■ What you need to do
Locate "Could you indicate the distant forest" in the listing below, then output the line holding it and every line after it, exactly and with nothing else.

[Supplied entries start]

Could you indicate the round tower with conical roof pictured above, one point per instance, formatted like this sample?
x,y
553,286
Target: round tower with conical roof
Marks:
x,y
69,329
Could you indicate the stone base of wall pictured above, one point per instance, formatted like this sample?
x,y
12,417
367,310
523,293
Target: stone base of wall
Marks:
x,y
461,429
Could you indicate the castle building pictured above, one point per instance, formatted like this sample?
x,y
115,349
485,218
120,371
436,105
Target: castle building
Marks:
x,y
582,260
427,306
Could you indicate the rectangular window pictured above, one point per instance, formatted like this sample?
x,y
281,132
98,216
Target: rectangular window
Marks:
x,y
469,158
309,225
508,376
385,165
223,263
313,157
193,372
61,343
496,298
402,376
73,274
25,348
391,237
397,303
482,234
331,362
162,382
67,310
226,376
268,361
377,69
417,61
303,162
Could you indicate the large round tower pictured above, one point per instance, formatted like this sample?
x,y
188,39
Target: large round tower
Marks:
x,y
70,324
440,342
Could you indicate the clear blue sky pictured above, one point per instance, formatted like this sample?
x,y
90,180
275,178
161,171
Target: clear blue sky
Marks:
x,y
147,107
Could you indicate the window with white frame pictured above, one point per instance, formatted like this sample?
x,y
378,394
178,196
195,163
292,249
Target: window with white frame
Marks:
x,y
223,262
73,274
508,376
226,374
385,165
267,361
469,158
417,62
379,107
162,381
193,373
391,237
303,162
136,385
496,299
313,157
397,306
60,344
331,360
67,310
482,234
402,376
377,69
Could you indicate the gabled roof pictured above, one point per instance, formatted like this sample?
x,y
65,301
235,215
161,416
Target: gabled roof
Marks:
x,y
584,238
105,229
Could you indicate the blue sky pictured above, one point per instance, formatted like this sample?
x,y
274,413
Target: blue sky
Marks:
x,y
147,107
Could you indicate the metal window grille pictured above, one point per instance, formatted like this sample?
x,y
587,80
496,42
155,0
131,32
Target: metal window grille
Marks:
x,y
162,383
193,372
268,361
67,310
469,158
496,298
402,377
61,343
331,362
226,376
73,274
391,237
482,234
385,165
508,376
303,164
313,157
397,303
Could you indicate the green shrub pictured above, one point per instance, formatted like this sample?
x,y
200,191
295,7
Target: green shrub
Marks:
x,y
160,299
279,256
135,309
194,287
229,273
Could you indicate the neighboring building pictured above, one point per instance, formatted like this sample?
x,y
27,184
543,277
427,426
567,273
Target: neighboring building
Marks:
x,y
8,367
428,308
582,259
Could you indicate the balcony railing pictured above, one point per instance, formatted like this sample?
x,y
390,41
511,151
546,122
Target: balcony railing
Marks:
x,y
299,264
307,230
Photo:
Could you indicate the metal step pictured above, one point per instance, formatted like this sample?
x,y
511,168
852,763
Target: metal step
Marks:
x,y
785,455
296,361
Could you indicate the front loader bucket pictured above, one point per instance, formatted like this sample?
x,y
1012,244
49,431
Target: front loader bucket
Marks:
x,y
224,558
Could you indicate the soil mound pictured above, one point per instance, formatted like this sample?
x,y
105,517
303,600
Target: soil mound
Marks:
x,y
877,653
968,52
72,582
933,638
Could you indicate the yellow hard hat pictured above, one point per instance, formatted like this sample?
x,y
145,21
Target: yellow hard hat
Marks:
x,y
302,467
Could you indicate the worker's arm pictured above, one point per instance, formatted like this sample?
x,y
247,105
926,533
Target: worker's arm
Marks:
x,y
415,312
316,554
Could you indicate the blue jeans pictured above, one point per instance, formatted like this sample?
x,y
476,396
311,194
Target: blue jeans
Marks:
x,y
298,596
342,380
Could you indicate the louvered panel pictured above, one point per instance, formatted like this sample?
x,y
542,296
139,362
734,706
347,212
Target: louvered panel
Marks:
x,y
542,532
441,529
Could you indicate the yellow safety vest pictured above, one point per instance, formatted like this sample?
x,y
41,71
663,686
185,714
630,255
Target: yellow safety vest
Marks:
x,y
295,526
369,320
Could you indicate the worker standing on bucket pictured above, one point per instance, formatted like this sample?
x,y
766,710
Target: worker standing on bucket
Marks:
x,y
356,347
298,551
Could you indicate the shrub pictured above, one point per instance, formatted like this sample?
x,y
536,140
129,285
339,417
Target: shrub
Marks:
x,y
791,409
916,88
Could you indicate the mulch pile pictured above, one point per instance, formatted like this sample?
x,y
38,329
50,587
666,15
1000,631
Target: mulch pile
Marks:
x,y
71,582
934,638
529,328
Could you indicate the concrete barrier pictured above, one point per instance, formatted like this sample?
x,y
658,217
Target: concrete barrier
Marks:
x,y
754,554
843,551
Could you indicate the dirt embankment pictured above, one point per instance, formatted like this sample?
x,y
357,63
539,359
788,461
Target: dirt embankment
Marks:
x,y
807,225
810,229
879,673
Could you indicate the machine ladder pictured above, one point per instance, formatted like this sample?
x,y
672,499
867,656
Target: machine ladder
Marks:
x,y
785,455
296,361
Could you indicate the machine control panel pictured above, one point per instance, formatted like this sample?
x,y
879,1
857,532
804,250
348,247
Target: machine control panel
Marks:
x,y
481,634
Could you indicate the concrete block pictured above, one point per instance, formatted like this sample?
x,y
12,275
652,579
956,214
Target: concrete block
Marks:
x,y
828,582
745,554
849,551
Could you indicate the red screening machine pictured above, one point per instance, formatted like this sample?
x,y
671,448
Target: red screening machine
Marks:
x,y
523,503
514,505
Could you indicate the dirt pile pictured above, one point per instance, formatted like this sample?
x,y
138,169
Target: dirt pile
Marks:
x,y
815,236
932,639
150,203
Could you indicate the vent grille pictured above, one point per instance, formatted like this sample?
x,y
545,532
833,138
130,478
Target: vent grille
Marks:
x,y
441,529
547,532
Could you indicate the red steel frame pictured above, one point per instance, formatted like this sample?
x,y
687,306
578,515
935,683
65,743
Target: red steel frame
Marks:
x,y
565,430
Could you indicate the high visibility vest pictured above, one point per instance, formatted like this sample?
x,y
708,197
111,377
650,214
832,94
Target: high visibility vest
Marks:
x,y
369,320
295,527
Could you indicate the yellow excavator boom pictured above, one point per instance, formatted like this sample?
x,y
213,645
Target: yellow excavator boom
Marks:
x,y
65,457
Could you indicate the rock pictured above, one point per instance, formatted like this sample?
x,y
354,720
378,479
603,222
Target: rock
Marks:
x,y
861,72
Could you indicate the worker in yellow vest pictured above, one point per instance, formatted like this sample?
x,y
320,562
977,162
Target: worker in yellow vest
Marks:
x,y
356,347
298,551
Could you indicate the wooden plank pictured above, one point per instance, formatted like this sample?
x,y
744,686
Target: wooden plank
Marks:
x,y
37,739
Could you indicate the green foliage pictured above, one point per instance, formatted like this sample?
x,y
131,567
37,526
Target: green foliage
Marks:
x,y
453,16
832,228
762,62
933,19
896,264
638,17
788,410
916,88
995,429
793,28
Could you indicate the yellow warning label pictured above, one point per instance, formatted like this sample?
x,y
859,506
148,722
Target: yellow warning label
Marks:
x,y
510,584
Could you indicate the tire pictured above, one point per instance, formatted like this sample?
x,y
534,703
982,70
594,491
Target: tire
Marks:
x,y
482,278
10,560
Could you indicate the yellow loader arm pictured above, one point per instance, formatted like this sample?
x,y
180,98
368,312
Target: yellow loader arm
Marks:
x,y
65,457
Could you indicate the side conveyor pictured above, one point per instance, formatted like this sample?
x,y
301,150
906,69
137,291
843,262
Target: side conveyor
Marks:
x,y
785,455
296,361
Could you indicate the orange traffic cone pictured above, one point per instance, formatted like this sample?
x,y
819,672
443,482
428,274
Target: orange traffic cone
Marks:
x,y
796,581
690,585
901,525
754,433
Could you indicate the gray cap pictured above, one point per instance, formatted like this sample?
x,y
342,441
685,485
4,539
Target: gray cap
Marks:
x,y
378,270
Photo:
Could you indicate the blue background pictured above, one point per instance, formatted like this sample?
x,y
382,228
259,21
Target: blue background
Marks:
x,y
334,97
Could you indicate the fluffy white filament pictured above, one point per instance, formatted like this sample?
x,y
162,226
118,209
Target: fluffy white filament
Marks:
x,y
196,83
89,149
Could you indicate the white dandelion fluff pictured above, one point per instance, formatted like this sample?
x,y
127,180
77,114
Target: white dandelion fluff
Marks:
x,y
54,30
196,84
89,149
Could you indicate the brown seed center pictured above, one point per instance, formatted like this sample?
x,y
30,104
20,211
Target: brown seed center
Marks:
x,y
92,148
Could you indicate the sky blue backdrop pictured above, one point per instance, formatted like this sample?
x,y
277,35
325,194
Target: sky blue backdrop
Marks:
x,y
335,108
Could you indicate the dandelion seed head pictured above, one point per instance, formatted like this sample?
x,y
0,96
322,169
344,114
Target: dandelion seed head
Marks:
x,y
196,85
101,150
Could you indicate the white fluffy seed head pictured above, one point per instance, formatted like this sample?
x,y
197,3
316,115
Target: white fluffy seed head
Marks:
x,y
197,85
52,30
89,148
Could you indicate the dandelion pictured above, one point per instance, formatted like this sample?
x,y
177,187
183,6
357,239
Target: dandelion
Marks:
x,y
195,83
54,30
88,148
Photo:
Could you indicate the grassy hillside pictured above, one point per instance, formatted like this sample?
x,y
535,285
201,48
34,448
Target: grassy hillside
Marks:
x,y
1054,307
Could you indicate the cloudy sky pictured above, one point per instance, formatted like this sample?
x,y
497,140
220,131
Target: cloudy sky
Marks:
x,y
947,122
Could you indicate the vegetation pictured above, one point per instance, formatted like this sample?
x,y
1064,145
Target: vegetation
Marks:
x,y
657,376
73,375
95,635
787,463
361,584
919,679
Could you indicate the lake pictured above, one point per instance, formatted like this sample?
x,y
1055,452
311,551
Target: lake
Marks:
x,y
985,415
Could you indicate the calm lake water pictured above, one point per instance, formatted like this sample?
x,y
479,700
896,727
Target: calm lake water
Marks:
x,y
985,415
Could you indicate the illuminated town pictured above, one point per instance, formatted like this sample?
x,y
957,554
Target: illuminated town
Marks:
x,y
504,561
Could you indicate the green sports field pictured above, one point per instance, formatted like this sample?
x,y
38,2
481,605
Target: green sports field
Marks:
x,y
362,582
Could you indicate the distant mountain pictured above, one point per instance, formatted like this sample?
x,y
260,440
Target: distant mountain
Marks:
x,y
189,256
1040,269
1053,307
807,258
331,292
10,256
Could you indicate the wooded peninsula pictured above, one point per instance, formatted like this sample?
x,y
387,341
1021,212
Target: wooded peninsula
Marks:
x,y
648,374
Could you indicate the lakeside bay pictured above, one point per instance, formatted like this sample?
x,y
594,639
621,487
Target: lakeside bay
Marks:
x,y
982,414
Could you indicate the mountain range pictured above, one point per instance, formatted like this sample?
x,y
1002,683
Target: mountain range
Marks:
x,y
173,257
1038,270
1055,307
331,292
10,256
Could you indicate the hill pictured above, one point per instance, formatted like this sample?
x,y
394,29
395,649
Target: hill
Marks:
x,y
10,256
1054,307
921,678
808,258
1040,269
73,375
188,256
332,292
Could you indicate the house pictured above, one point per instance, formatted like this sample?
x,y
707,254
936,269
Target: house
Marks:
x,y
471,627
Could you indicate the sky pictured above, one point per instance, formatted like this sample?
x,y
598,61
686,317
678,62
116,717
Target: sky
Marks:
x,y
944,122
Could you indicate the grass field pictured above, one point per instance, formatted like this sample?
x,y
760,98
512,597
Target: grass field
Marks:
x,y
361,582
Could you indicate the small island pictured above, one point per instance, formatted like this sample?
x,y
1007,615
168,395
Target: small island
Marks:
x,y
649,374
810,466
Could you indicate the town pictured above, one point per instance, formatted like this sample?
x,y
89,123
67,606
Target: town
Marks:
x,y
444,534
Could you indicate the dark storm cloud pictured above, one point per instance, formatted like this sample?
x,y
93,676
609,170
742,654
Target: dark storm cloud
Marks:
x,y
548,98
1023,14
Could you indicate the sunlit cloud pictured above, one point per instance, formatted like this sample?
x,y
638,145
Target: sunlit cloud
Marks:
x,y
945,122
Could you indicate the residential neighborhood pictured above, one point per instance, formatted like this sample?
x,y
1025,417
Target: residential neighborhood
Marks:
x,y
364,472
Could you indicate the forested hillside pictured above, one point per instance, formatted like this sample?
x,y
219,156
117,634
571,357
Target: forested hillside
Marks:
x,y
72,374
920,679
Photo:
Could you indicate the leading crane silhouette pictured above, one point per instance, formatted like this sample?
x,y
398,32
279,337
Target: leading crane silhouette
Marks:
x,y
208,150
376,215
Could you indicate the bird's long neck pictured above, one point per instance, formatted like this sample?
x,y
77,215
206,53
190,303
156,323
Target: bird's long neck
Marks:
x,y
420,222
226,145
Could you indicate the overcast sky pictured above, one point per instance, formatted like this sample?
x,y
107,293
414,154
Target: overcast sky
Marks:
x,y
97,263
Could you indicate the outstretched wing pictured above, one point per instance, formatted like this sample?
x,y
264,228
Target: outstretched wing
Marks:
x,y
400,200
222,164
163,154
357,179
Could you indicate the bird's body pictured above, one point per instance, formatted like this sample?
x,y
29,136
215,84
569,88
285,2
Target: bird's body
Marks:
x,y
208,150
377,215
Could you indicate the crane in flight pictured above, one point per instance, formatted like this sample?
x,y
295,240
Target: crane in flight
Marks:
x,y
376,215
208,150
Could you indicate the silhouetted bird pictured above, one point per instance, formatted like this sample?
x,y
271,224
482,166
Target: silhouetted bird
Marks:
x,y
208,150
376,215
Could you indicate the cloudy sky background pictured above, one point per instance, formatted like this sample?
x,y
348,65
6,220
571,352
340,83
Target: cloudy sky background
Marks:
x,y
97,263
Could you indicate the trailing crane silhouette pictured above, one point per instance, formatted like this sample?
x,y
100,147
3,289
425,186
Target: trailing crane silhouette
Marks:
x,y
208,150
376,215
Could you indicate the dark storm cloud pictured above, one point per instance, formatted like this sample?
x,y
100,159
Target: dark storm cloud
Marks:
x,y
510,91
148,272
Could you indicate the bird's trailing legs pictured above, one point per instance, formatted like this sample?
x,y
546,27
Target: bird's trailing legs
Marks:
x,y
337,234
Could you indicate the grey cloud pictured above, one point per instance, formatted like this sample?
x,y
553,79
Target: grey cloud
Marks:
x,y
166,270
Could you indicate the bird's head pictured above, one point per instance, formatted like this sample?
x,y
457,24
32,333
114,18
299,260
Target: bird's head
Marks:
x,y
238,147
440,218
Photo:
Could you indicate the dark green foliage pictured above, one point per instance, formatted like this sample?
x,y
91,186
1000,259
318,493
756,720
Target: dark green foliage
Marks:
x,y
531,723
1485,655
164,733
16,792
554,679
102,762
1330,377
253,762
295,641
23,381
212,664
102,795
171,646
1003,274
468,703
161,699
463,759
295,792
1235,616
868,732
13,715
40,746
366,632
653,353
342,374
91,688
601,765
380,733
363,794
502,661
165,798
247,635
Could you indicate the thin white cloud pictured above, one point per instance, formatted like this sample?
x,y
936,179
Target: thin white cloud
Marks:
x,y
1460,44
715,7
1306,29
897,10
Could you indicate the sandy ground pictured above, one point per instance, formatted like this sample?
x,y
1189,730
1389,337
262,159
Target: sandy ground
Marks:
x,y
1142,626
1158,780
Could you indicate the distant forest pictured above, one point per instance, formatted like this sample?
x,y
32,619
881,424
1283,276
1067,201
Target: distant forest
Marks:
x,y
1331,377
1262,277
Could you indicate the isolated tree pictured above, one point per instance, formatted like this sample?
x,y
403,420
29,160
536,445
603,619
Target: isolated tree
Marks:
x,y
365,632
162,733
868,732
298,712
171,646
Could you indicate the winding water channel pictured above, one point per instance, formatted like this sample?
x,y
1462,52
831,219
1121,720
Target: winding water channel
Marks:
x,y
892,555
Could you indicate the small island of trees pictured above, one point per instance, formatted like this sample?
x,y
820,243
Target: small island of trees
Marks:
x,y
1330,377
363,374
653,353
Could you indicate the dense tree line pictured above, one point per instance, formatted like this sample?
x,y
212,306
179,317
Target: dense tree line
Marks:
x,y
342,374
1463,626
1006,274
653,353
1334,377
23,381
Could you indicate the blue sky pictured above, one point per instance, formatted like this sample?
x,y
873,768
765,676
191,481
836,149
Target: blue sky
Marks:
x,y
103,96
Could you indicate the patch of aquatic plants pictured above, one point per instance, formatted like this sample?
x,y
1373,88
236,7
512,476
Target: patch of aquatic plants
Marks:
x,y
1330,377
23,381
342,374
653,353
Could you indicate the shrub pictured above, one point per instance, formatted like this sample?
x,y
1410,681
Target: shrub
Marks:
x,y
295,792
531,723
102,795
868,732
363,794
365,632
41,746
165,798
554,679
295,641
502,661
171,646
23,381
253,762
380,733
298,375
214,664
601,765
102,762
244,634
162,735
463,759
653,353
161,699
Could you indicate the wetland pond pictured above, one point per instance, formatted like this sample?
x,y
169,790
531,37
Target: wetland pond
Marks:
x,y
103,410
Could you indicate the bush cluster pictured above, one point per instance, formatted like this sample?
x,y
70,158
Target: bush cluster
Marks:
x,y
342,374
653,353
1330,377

[Supplied entries end]

■ Answer to this exercise
Could you indicate the distant forest pictured above, one point per instance, formatted like this sample?
x,y
32,619
881,424
1283,276
1067,201
Target: distant forest
Marks:
x,y
1331,377
1262,277
Could you indicate the isolated tree pictured above, one point per instance, formatted like this sample?
x,y
403,420
29,160
536,445
603,619
Target: isolated tree
Marks:
x,y
365,632
162,733
868,732
298,712
171,646
Could you indicate the winding water channel pictured above, one point per instance, formatted like this sample?
x,y
1462,52
831,219
1121,720
Target: winding water channel
Marks:
x,y
892,555
Could you indicate the small island of trees pictured above, one point per instance, formatted like this sample?
x,y
820,243
Target: small island of trees
Marks:
x,y
1330,377
363,374
653,353
Could you indicate the dense tree line pictured above, one point per instance, formatted like this sample?
x,y
212,306
179,317
Target: dense tree line
Marks:
x,y
342,374
1463,626
1006,274
653,353
1334,377
23,381
Could you indicate the blue sky pictured above, one point per instance, formatted like this sample?
x,y
873,768
765,676
191,481
836,149
Target: blue sky
Marks:
x,y
103,96
Could you indicate the patch of aquatic plants pictured above, one point per instance, formatted like this sample?
x,y
1373,88
236,7
512,476
Target: patch of aquatic plants
Marks:
x,y
1330,377
23,381
342,374
653,353
Could you indicate the shrub pictured above, one point per instance, formatted like this sample?
x,y
1410,681
Target: shrub
Marks:
x,y
295,792
531,723
102,795
868,732
363,794
365,632
41,746
165,798
554,679
295,641
502,661
171,646
23,381
253,762
380,733
298,375
214,664
601,765
102,762
244,634
162,735
463,759
653,353
161,699
Could you indicate the wetland pond pictured above, one point per instance, formatted like this sample?
x,y
169,790
531,37
Target: wetland pond
Marks:
x,y
103,410
Could you indicate the bush cluster pictured above, one point per instance, formatted like this sample?
x,y
70,158
Target: bush cluster
Marks:
x,y
342,374
653,353
1330,377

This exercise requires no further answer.